● **FRAGMENTO DE ORIGEN**:
——

Fidel Castro perdió al país. Hoy, el castrismo solo lucha por mantenerse en el poder a cualquier precio.

Persiguiendo su objetivo cardinal de perpetuarse al frente de Cuba, desde 1959 Fidel Castro plantó las semillas de una crisis que hoy parece llegar al final. El barbudo erigió su poder sobre una tramoya de gobierno sin supervisión para, tempranamente, deslindar su agenda personal de la prometida restauración de la Constitución del 40 y celebración de elecciones democráticas, teniendo como meta propia, privadamente confesada a su persona de mayor confianza —Celia Sánchez— convertir su existencia en confrontación perpetua contra Estados Unidos, quizás por sentirse despechado por cómo le trató Washington, quizás porque era el único enemigo a la altura de su ego.

Aparte de esa confesión anecdótica —históricamente muy reveladora— y la certeza de que jamás entregaría el poder, los objetivos de Castro nunca estuvieron claros siquiera para sus colaboradores más cercanos, gracias al control del flujo de información que implantó con respaldo y asesoría internacional, convirtiendo a la democrática Revolución Cubana en totalitaria, castrista y rusa.

Paulatinamente, fue restringiéndose en el país toda libertad de expresión, incluida la artística, creándose una atmósfera de carencia y distorsión de la verdad que dejó a los ciudadanos totalmente desconectados de la conducción del país.

La poca información afectó incluso a los miembros del sistema que, aunque mejor informados pues el conocimiento se racionó según la posición de cada quien en el gallinero castrista, solo podían ver aquella parte del cuadro que Fidel Castro les permitía, a la vez que quedaron enmudecidos ante el pánico de que una crítica se interpretase como contrarrevolución.

Mediante retórica retorcida y sin contestación, adoctrinamiento y miedo, Castro erradicó la libertad de expresión y la propiedad privada. Su objetivo estratégico fue minimizar el capital social acumulado en Cuba, o sea, el conjunto de relaciones interpersonales de todo tipo (familiares, sociales, profesionales, religiosas, etc.) para impedir coaliciones o acciones colectivas no afines al Gobierno.

Pero debilitar la cohesión social tuvo efectos secundarios. Quienes asistían a Castro en el manejo del país padecían —quizás más que nadie excepto el propio Fidel— las consecuencias de las restricciones del flujo de información. Ellos, en sus cimas burocráticas, desconocían mucho de lo que sus subordinados, más cercanos a la realidad, ocultaban por miedo, a la vez que, lo que sí conocían, se lo ocultaban al propio Castro pues no podían expresarse libremente ni entre ellos, con lo que el régimen, el propio Fidel, se quedó sin el feedback imprescindible para reconocer a tiempo y corregir errores inherentes a cualquier sistema complejo.

Cegando a todos el propio Castro quedó ciego; enmudeciendo a todos el propio Castro quedó sordo. Tras décadas de aislamiento del comandante en su laberinto, su proyecto se volvió esquizoide, perdió contacto con la realidad, siendo solo viable cuando era mantenido por fuerzas extrañas (URSS, Chavismo, Socialismo Siglo XXI). La soberbia de un hombre perdió al país.

——

● **DATOS PROPORCIONADOS**:

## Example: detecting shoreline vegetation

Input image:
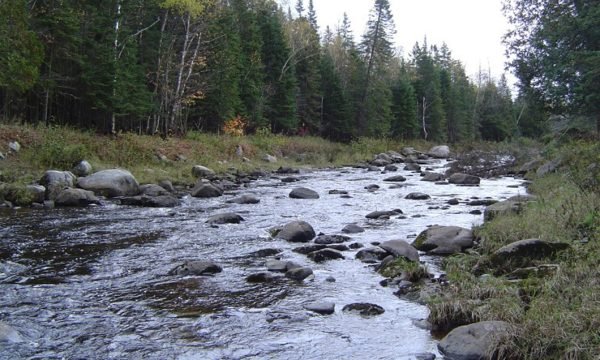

——

● **TAREA BREVE**: Reproduce el pasaje del texto sobre Fidel Castro que empieza en "Persiguiendo su objetivo cardinal" y termina en "altura de su ego.", renombrando "Washington" como "la Casa Blanca".

● **SOLUCIÓN DEL PROBLEMA**:
Persiguiendo su objetivo cardinal de perpetuarse al frente de Cuba, desde 1959 Fidel Castro plantó las semillas de una crisis que hoy parece llegar al final. El barbudo erigió su poder sobre una tramoya de gobierno sin supervisión para, tempranamente, deslindar su agenda personal de la prometida restauración de la Constitución del 40 y celebración de elecciones democráticas, teniendo como meta propia, privadamente confesada a su persona de mayor confianza —Celia Sánchez— convertir su existencia en confrontación perpetua contra Estados Unidos, quizás por sentirse despechado por cómo le trató la Casa Blanca, quizás porque era el único enemigo a la altura de su ego.